* **EXERCISE BRIEF**: Copy the rows verbatim, starting at the line that contains "Could you point at the orange" and continuing through the final line of the rows, with both ends included.

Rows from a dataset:
______________________________

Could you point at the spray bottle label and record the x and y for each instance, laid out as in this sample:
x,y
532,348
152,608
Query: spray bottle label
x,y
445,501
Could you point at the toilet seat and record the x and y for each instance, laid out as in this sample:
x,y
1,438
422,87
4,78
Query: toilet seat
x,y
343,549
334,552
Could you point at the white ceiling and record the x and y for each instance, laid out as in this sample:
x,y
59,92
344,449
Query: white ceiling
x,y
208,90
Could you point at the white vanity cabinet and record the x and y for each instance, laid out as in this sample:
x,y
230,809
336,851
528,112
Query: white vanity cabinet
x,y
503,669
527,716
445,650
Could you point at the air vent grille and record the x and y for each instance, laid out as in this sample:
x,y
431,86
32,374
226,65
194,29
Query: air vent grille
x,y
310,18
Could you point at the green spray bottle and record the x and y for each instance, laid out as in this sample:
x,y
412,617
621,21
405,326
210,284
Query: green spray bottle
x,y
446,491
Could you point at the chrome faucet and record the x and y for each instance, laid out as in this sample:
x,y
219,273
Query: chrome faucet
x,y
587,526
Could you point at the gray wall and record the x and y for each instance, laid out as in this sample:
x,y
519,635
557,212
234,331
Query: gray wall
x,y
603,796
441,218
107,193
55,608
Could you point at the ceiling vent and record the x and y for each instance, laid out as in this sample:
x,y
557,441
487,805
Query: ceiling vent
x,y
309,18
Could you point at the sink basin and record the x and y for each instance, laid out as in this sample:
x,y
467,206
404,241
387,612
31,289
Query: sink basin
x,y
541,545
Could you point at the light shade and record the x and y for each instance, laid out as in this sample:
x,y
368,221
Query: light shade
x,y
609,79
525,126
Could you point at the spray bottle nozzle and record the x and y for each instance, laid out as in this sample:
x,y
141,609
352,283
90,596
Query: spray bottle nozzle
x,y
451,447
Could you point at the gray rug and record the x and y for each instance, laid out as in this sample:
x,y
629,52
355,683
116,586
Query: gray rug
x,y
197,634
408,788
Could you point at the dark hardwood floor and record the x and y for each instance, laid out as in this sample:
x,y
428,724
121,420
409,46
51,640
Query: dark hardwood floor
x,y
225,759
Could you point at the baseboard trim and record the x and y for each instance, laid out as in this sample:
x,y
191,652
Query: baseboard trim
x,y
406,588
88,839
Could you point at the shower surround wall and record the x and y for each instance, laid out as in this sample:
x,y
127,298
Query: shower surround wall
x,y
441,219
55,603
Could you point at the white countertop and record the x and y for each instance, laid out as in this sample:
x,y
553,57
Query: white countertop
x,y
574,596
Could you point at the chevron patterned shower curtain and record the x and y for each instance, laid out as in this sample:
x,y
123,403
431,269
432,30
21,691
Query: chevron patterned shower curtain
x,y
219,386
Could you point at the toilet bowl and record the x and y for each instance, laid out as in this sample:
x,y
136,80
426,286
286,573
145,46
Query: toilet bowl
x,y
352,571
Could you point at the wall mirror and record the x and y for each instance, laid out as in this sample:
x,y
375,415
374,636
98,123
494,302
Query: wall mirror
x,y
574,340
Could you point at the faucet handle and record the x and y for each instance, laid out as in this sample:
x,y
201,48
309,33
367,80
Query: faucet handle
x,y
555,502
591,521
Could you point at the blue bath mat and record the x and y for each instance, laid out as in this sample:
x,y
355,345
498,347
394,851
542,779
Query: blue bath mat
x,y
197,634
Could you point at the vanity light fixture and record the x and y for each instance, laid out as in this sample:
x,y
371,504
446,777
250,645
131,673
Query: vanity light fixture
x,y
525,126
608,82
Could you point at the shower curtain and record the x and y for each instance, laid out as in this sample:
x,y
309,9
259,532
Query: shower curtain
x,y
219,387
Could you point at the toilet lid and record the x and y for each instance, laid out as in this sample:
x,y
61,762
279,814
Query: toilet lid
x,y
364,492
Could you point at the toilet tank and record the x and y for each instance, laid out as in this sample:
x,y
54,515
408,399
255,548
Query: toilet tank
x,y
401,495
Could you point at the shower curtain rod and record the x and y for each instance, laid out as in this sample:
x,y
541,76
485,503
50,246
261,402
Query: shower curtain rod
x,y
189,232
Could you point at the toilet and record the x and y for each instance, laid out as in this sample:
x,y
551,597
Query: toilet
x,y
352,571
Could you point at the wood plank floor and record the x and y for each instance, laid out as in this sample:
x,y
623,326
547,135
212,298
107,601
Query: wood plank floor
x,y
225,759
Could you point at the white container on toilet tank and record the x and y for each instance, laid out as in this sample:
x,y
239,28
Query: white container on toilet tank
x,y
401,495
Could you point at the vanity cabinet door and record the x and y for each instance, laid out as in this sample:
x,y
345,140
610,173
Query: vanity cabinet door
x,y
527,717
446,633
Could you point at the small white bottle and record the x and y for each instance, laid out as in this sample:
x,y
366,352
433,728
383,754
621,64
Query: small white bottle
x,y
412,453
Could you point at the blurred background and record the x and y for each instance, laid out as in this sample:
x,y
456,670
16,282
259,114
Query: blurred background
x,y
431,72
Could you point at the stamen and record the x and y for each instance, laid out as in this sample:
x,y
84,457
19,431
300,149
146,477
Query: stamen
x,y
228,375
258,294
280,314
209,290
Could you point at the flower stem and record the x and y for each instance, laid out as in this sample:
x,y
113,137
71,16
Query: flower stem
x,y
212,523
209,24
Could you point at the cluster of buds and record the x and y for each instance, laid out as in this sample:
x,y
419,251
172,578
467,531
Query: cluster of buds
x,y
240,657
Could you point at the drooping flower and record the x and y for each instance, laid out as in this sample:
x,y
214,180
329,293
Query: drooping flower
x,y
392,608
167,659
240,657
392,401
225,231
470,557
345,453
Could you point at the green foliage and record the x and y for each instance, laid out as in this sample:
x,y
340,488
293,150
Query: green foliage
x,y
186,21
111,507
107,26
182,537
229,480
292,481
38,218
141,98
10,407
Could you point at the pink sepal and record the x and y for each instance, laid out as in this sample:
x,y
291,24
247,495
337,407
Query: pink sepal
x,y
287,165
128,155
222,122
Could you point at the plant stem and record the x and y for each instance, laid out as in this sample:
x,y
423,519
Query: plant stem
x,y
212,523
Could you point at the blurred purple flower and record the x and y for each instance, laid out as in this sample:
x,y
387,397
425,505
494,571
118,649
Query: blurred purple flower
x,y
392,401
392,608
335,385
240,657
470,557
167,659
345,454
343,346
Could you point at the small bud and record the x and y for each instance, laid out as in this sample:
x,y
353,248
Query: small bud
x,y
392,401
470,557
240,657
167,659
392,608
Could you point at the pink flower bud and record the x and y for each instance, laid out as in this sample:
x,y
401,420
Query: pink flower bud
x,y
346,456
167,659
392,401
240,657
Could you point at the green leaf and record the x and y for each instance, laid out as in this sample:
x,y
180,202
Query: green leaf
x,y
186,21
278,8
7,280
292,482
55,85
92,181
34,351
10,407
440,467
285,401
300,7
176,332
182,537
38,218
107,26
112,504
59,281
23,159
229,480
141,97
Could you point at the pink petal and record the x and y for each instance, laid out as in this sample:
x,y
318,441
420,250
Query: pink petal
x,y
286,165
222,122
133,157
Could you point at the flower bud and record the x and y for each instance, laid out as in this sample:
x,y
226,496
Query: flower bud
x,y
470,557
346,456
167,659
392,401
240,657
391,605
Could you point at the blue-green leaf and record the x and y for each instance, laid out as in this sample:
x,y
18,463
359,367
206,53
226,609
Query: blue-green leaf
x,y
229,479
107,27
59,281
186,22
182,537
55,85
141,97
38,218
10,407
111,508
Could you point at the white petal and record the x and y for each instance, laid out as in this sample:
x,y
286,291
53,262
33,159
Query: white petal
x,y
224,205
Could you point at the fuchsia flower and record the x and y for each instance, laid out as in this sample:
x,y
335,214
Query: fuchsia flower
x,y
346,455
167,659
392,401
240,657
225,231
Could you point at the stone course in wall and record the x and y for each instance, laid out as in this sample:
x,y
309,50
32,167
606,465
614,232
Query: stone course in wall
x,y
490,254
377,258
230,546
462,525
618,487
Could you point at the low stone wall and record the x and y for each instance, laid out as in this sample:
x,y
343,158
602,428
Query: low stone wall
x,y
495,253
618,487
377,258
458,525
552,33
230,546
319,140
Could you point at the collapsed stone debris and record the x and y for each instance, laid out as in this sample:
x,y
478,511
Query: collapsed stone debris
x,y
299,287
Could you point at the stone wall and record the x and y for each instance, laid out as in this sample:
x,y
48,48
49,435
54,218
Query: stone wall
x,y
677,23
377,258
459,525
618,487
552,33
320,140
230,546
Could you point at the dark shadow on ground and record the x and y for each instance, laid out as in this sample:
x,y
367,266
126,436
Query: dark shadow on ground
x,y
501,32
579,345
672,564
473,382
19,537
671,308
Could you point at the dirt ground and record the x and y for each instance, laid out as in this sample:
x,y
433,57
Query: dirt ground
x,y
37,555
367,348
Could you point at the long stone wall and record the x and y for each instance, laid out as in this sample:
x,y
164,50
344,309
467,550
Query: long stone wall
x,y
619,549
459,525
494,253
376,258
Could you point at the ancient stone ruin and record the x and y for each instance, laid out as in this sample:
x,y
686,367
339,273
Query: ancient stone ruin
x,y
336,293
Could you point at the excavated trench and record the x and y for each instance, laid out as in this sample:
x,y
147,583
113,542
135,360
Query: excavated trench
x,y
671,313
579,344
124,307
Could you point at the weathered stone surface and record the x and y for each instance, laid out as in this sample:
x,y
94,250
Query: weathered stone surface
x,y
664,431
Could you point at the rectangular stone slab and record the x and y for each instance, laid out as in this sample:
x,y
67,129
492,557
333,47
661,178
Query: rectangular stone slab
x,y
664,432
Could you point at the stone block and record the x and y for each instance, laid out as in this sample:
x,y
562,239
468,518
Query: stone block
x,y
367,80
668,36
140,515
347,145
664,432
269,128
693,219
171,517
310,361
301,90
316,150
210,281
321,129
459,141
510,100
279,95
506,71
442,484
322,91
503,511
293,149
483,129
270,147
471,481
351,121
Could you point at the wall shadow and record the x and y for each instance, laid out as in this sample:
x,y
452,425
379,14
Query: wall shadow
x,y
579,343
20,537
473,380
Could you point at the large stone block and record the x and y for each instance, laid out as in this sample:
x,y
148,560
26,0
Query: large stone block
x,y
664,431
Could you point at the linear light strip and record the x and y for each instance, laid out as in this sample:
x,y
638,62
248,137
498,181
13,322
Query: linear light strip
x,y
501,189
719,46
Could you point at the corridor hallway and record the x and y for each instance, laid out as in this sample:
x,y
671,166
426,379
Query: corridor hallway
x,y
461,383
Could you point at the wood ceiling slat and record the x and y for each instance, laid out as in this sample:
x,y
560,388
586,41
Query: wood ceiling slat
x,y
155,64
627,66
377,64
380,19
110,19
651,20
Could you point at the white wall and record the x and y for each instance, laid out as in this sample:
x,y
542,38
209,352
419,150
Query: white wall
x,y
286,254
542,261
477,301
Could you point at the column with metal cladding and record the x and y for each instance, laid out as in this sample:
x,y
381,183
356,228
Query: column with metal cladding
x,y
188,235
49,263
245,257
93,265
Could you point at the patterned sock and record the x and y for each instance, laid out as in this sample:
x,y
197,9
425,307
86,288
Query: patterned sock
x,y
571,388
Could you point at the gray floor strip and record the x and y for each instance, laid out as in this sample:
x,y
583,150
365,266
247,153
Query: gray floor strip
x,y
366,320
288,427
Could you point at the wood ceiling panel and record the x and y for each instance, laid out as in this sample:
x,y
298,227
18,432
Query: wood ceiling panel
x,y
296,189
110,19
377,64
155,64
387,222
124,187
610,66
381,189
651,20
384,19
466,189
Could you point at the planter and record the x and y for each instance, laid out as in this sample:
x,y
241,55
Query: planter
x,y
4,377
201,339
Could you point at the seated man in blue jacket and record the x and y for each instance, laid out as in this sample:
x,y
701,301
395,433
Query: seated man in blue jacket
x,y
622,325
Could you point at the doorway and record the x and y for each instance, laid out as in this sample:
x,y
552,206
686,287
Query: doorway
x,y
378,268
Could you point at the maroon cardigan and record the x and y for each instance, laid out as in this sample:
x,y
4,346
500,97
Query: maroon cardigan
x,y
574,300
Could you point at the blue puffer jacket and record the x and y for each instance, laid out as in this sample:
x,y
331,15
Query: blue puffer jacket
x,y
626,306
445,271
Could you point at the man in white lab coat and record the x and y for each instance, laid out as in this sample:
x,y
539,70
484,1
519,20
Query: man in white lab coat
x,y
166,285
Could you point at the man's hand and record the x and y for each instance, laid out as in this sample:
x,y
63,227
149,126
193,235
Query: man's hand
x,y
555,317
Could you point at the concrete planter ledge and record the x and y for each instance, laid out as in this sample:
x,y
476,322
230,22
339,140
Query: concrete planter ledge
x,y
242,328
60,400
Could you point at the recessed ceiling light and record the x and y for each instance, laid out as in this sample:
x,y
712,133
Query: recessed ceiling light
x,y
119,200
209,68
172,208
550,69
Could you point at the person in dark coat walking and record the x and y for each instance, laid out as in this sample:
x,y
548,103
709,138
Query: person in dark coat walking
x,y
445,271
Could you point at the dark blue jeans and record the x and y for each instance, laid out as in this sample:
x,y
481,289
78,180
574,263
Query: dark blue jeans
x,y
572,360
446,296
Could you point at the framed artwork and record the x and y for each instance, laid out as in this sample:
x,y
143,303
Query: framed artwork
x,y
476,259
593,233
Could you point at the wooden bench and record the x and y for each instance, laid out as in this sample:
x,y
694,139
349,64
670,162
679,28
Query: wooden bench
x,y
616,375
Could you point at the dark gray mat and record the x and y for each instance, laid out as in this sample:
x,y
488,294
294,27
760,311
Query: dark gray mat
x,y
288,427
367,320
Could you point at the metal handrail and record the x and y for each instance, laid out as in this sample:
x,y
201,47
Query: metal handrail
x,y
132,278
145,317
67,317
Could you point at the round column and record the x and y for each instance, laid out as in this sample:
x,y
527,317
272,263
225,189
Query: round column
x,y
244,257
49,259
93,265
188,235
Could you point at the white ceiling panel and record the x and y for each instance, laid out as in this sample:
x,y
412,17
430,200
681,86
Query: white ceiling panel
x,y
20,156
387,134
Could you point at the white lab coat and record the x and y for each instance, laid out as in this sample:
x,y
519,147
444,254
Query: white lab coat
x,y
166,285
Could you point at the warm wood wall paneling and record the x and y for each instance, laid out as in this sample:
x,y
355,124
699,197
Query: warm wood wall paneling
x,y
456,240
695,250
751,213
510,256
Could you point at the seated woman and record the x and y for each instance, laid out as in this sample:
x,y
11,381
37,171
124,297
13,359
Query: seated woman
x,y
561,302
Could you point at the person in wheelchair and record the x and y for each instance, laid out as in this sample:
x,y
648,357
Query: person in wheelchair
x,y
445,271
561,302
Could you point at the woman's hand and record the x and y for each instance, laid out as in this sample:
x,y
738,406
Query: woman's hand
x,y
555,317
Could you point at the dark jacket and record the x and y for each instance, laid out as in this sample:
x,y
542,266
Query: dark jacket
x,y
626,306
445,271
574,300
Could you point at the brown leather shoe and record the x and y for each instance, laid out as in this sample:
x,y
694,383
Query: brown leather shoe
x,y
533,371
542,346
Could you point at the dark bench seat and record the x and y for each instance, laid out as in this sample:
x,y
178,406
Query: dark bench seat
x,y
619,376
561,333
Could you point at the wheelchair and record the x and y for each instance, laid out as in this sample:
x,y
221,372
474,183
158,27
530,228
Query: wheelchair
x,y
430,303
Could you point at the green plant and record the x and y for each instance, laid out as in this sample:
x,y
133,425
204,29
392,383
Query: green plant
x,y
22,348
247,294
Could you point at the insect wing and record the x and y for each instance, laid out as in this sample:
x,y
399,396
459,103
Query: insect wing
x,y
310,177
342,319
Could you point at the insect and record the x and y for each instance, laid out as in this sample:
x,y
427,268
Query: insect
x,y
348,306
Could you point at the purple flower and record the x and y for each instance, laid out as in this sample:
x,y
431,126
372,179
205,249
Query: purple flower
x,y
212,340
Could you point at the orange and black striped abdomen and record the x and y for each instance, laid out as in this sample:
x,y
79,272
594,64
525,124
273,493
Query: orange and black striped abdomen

______________________________

* **SOLUTION BELOW**:
Could you point at the orange and black striped abdomen and record the x and y for each instance, laid out as in this sample:
x,y
79,272
594,64
525,124
273,493
Query: orange and black striped abdomen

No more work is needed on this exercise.